▸ Problems to solve:
A - Using the article on calmness, answer these questions:
(i) To whom is the opening quotation attributed?
(ii) What four ingredients for a reflection routine does Maxwell share?
(iii) To what are positive words compared?
B - Reproduce the article on calmness word for word from "Mistakes and pressure" to "we practice calmness?".

▸ Supplied text:
The Practice Of Calmness

Mistakes and pressure are inevitable. The secret to getting past them is to stay calm – Travis Bradberry

Practice Makes Permanent

What we practice over time is cemented in our lives. This is how habits are formed. To increase our ability to stay calm, we must inject practices that will produce the results we are looking for. In the previous blog posts, we have learned that calmness is more than sitting, being passive, or accepting things as they are. Instead, it is an active path to becoming more reliable and making effective decisions in the heat of the moment. Drawing from the well of calmness always serves us well when the conditions around us call for us to react in a toxic and hurtful way to those around us. How can we practice calmness?

Focus on Reflection

Leadership expert Dr. John C. Maxwell says, “Reflective thinking allows me to process the events in my life and improve myself afterward.” To make reflection a consistent habit and gain its benefits, we must actively practice it. In his book, *The 15 Invaluable Laws of Growth* Maxwell shares four key ingredients for creating a reflection routine: Investigate, Incubate, Illuminate, and Illustrate. I believe these components guide us to establish new patterns of thought and action that lead to growth and help us develop calmness. Ignoring this practice can result in continuous cycles of repeating the same thought patterns, making the same decisions, and experiencing the same disappointing outcomes—or quitting when things become challenging and reacting in tough times. Reflection calls us to pause and process and makes us better people. 

Watch Your Self Talk

Author Susan David stresses that “navigating our inner world – our everyday thoughts, emotions, and stories – is the single most determinant of success.” How we handle these inner controls is critical when we are under pressure. A more significant portion of handling stress involves controlling the temperature of our inner world with the thermostat of sober thinking, composed emotions, and wholesome self-talk. This is where true success in life begins when adversity is at the door of your progress. Your self-talk adds light or darkness to your life, depending on your chosen words. Positive words are like natural light on a bright sunny day, while negative ones can be compared with an enclosed dark tunnel. Don’t sell yourself short by making statements that start with, “I can never get past _________.” Or I will never _________. This negative self-talk in the face of adversity can nail us to the wall of inaction and hinder our progress. We end up in the dungeon of self-pity and project it on others. Here is the good news. Adversity is not your breaking point; it is your breakthrough point! Instead, change your language to “I am resilient, and this adversity will improve me as I go through it. I will discover a better version of myself who will be of greater value than before.” This kind of talk increases your ability to stay calm and makes you an agent of change or a thermostat.

▸ Stored data:
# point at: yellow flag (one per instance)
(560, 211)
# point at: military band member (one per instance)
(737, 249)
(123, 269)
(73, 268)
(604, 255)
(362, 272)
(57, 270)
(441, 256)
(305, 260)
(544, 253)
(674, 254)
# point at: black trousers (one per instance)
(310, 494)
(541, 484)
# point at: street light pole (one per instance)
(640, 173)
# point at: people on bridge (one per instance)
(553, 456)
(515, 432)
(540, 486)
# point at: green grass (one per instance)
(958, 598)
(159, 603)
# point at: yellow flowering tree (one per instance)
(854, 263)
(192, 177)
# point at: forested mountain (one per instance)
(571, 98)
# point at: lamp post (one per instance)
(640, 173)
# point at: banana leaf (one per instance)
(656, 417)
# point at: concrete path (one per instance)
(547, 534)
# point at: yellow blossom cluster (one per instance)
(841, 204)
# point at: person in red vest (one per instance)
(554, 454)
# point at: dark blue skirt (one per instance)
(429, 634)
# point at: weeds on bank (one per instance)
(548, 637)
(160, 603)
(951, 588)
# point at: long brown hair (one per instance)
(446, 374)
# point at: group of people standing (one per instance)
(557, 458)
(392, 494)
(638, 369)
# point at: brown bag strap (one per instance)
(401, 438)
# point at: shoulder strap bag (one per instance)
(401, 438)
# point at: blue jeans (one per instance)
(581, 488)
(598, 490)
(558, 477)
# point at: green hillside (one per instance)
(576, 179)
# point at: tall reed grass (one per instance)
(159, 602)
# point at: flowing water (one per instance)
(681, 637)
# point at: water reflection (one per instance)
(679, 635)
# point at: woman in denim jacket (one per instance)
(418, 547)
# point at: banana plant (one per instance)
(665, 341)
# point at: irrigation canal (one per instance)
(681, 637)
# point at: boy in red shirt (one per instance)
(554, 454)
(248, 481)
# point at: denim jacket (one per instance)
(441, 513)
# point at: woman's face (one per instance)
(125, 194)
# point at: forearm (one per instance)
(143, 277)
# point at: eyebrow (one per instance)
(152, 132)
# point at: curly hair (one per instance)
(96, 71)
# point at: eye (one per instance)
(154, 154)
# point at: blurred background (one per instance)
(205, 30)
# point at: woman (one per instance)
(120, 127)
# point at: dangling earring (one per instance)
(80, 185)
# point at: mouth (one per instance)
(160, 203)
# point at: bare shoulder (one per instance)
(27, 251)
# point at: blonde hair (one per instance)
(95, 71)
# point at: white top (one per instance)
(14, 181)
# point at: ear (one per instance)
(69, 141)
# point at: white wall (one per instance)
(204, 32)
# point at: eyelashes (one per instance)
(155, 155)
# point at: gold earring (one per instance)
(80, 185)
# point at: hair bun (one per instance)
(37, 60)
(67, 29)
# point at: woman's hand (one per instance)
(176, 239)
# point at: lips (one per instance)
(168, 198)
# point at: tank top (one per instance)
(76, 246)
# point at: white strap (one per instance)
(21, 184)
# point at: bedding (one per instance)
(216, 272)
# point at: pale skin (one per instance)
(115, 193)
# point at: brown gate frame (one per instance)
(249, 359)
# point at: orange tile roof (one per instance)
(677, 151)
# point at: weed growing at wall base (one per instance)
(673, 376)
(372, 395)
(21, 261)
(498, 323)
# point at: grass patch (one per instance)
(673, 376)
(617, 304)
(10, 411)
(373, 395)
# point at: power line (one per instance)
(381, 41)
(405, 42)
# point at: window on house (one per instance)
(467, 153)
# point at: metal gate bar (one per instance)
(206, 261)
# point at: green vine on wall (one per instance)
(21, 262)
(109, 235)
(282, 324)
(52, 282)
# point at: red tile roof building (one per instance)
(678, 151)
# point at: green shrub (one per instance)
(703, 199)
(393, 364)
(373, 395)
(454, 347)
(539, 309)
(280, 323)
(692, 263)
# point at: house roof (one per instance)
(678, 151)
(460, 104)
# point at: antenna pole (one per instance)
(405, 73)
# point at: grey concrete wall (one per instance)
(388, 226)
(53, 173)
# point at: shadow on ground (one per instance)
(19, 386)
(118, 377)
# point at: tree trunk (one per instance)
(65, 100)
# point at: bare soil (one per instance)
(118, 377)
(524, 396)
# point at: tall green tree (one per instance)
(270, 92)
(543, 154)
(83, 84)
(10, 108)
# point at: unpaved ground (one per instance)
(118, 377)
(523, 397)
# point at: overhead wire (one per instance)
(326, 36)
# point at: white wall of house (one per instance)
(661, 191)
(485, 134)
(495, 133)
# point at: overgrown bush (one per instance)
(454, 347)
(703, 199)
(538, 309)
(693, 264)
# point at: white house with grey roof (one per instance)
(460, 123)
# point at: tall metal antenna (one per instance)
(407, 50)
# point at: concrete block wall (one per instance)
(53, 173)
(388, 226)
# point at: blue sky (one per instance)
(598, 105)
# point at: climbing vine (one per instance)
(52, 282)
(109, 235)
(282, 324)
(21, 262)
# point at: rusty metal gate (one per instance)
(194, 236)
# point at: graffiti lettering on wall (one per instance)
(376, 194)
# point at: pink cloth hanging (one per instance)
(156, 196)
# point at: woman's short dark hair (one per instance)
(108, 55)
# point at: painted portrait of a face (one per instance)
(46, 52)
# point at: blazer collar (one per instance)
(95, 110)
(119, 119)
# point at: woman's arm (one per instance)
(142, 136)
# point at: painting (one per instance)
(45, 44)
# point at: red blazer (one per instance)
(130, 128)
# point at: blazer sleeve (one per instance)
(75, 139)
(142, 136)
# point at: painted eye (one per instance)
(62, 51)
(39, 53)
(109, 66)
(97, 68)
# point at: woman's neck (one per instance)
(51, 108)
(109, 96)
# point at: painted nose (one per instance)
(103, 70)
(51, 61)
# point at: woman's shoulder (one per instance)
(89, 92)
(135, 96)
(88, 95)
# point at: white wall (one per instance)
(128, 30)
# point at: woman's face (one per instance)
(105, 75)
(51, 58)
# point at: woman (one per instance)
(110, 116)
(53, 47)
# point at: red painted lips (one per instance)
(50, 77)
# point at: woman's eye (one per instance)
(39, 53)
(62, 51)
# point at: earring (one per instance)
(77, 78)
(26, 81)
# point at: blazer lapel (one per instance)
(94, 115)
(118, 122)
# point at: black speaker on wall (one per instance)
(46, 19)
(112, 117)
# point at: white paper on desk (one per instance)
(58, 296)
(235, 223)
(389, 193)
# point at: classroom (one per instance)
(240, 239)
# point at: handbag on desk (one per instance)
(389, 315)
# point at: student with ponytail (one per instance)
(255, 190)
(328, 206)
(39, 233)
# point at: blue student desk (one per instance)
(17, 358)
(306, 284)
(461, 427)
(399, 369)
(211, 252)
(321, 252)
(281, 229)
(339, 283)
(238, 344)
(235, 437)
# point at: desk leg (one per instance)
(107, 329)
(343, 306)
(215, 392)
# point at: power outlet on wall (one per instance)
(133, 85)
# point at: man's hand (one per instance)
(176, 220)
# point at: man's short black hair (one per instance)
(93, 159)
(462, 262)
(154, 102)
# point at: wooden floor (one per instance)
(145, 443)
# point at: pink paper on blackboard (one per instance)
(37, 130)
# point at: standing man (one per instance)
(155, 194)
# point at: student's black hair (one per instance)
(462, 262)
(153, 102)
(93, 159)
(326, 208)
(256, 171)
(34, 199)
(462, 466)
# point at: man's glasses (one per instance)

▸ Task-by-task results:
A -
(i) Travis Bradberry
(ii) Investigate, Incubate, Illuminate, and Illustrate
(iii) Natural light on a bright sunny day

B -
Mistakes and pressure are inevitable. The secret to getting past them is to stay calm – Travis Bradberry

Practice Makes Permanent

What we practice over time is cemented in our lives. This is how habits are formed. To increase our ability to stay calm, we must inject practices that will produce the results we are looking for. In the previous blog posts, we have learned that calmness is more than sitting, being passive, or accepting things as they are. Instead, it is an active path to becoming more reliable and making effective decisions in the heat of the moment. Drawing from the well of calmness always serves us well when the conditions around us call for us to react in a toxic and hurtful way to those around us. How can we practice calmness?